◆ Exercise goal ◆
Your answer should be one number: the count of lines below that contain "black".

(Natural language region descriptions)
/---

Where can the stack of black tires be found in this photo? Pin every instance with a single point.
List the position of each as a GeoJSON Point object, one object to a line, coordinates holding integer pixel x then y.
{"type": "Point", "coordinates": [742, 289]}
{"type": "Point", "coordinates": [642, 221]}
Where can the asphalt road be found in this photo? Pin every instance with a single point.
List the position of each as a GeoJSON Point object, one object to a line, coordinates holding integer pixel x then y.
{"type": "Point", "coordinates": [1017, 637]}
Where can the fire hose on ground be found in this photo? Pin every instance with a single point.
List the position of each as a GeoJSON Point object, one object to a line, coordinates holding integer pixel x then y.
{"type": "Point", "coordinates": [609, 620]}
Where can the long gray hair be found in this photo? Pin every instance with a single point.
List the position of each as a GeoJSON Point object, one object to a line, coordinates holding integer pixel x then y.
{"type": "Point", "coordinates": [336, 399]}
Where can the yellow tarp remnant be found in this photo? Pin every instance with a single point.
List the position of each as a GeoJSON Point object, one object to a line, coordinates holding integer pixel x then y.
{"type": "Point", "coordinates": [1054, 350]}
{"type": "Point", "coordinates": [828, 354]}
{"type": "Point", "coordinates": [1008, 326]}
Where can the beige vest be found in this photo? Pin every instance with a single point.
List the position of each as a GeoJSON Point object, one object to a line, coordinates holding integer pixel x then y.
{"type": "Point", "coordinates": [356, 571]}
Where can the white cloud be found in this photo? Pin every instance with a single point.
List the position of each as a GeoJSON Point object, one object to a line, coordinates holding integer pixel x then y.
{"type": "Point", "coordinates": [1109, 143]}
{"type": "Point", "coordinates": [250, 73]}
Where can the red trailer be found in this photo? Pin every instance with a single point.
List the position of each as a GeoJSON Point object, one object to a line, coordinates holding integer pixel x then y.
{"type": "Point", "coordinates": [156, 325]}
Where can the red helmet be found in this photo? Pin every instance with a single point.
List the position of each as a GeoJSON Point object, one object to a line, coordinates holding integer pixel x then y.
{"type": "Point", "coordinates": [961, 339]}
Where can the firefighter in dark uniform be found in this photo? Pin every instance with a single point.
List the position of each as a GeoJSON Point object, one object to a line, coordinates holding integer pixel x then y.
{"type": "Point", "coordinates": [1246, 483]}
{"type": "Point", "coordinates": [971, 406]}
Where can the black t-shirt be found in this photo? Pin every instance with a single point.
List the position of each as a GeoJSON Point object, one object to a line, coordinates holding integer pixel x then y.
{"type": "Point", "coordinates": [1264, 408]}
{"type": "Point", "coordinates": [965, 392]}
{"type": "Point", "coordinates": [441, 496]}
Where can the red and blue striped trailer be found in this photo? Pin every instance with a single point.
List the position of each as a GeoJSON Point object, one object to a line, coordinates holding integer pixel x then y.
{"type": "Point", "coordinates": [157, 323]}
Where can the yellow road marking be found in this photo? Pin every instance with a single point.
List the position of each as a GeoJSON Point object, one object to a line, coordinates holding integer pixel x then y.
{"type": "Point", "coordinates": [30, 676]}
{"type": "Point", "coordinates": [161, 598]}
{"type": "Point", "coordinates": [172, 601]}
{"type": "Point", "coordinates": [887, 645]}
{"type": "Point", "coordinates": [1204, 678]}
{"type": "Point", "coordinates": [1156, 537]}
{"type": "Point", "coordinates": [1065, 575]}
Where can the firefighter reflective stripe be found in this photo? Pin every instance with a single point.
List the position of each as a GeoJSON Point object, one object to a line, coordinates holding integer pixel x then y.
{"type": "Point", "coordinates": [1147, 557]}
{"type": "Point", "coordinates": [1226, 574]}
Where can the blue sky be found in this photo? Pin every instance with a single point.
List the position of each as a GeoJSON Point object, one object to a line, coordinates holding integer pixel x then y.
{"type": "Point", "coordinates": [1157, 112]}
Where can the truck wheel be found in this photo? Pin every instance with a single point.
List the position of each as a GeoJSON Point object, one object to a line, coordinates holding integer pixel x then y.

\---

◆ Task solution ◆
2